=== INFORMATION SUPPLIED ===
- - - - - - -

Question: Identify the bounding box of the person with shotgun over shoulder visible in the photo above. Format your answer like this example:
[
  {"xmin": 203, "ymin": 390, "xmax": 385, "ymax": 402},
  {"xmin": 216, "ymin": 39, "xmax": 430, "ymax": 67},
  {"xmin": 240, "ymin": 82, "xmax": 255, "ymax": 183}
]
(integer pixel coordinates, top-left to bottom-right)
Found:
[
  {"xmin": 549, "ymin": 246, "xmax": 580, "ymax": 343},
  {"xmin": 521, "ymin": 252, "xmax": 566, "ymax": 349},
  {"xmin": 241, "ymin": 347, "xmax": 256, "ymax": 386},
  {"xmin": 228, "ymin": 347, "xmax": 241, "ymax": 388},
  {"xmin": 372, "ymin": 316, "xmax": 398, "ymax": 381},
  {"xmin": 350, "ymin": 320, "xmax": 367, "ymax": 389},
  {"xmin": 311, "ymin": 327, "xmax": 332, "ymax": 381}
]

- - - - - - -

Recast every line of the data above as a Markdown table with two columns, Row and Line, numbering each row and leaving out blank lines.

=== WRITTEN ANSWER ===
| Row | Line |
|---|---|
| 1 | Question: Identify the bounding box of the person with shotgun over shoulder visible in the photo above. Format your answer like this example: |
| 2 | [ |
| 3 |   {"xmin": 203, "ymin": 390, "xmax": 385, "ymax": 402}, |
| 4 |   {"xmin": 216, "ymin": 39, "xmax": 430, "ymax": 67}, |
| 5 |   {"xmin": 240, "ymin": 82, "xmax": 255, "ymax": 183} |
| 6 | ] |
| 7 | (integer pixel coordinates, top-left to bottom-right) |
| 8 | Found: |
| 9 | [ |
| 10 |   {"xmin": 549, "ymin": 246, "xmax": 580, "ymax": 343}, |
| 11 |   {"xmin": 521, "ymin": 252, "xmax": 566, "ymax": 349}, |
| 12 |   {"xmin": 241, "ymin": 347, "xmax": 256, "ymax": 386}, |
| 13 |   {"xmin": 228, "ymin": 347, "xmax": 241, "ymax": 388}, |
| 14 |   {"xmin": 372, "ymin": 316, "xmax": 398, "ymax": 381}, |
| 15 |   {"xmin": 350, "ymin": 320, "xmax": 367, "ymax": 389}, |
| 16 |   {"xmin": 311, "ymin": 327, "xmax": 332, "ymax": 381} |
| 17 | ] |